What to do: Please repeat the lines of the records below word for word, starting with the line that contains "Where can you see the blurred pink" and going on through the line that contains "column 213, row 158".

Available data:
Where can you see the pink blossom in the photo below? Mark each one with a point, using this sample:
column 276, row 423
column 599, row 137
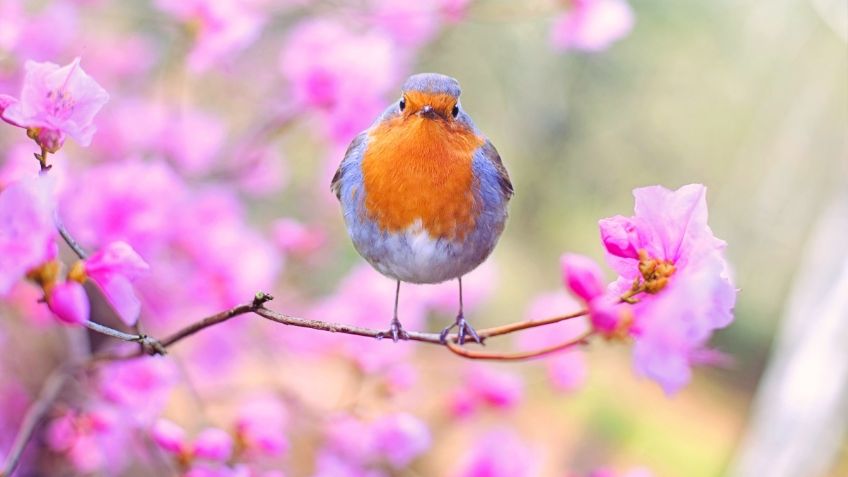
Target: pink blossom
column 294, row 237
column 566, row 370
column 170, row 437
column 582, row 276
column 342, row 74
column 194, row 140
column 27, row 231
column 499, row 389
column 69, row 303
column 91, row 441
column 140, row 387
column 261, row 426
column 400, row 438
column 222, row 28
column 680, row 266
column 462, row 403
column 410, row 24
column 592, row 25
column 112, row 268
column 61, row 19
column 56, row 101
column 498, row 453
column 634, row 472
column 213, row 444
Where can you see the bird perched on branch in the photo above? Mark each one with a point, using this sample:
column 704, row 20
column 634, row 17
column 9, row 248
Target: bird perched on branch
column 423, row 192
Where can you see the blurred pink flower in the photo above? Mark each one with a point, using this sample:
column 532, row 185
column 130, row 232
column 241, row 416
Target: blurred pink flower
column 27, row 231
column 134, row 201
column 340, row 73
column 592, row 25
column 222, row 28
column 498, row 453
column 139, row 387
column 566, row 370
column 193, row 141
column 112, row 268
column 410, row 24
column 213, row 444
column 634, row 472
column 170, row 437
column 668, row 248
column 56, row 101
column 60, row 18
column 400, row 438
column 296, row 238
column 68, row 301
column 497, row 389
column 12, row 19
column 454, row 11
column 91, row 441
column 261, row 426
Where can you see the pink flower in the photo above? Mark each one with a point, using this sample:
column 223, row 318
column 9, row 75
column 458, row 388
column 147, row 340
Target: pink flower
column 213, row 444
column 222, row 28
column 92, row 441
column 582, row 276
column 400, row 438
column 56, row 101
column 566, row 370
column 139, row 387
column 261, row 426
column 592, row 25
column 112, row 268
column 27, row 231
column 170, row 437
column 498, row 453
column 194, row 139
column 410, row 24
column 69, row 303
column 679, row 266
column 296, row 238
column 498, row 389
column 342, row 74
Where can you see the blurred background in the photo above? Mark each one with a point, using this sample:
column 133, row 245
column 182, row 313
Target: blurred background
column 213, row 158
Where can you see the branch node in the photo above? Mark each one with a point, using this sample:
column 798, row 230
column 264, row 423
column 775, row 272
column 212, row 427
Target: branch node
column 151, row 346
column 260, row 299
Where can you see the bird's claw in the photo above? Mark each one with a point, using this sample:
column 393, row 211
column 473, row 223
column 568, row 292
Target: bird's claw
column 463, row 328
column 396, row 331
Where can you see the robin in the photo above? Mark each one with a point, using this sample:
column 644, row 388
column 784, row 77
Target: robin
column 423, row 192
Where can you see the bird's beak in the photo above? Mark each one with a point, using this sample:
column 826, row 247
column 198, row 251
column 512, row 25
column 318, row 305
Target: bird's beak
column 428, row 112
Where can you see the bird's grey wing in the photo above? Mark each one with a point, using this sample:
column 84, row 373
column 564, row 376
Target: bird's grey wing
column 489, row 152
column 352, row 156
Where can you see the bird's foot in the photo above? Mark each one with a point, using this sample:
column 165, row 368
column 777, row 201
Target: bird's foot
column 396, row 331
column 463, row 329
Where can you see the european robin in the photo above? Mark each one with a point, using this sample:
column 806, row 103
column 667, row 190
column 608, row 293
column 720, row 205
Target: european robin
column 423, row 192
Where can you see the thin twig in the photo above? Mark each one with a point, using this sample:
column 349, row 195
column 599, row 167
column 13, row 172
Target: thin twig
column 518, row 356
column 34, row 416
column 66, row 236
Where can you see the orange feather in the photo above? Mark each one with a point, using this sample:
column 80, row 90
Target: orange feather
column 417, row 168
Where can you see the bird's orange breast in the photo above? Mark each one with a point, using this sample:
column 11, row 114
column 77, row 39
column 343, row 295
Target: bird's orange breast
column 417, row 168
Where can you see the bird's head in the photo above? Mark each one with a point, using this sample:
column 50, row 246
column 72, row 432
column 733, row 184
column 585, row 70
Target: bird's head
column 431, row 96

Task answer:
Where can you see the blurred pink flower in the photo above? Mark each one with a point, using this sample:
column 532, row 185
column 130, row 232
column 241, row 416
Target: blurred pink flower
column 27, row 231
column 134, row 201
column 340, row 73
column 592, row 25
column 222, row 28
column 498, row 453
column 139, row 387
column 566, row 370
column 193, row 141
column 112, row 268
column 410, row 24
column 213, row 444
column 634, row 472
column 170, row 437
column 668, row 248
column 56, row 101
column 60, row 18
column 400, row 438
column 296, row 238
column 68, row 301
column 497, row 389
column 12, row 19
column 454, row 11
column 91, row 441
column 261, row 426
Where can you see the pink flower in the photo above? Mark each one with a point, using this sample:
column 223, row 318
column 9, row 75
column 458, row 388
column 147, row 340
Target: pink flower
column 213, row 444
column 222, row 28
column 92, row 441
column 582, row 276
column 400, row 438
column 56, row 101
column 566, row 370
column 139, row 387
column 261, row 426
column 592, row 25
column 112, row 268
column 27, row 231
column 170, row 437
column 498, row 453
column 194, row 139
column 410, row 24
column 69, row 303
column 679, row 266
column 296, row 238
column 498, row 389
column 342, row 74
Where can you see the blurred background in the photo above? Mark each one with a point, using this sample:
column 133, row 245
column 182, row 313
Target: blurred background
column 213, row 158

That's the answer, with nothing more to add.